GIVEN RECORDS:
━━━━━━

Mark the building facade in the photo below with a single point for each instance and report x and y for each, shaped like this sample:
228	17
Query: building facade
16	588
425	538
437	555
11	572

━━━━━━

WRITTEN PROBLEM: Recast the listing above as a Markdown table with the columns "Row" and "Line," giving each nonblank line its own numbered row in order.

EXERCISE SOLUTION:
| Row | Line |
|---|---|
| 1 | Mark the building facade in the photo below with a single point for each instance and report x and y for each, shaped like this sample: |
| 2 | 228	17 |
| 3 | Query: building facade |
| 4 | 16	588 |
| 5 | 425	538 |
| 6 | 437	555 |
| 7 | 11	572 |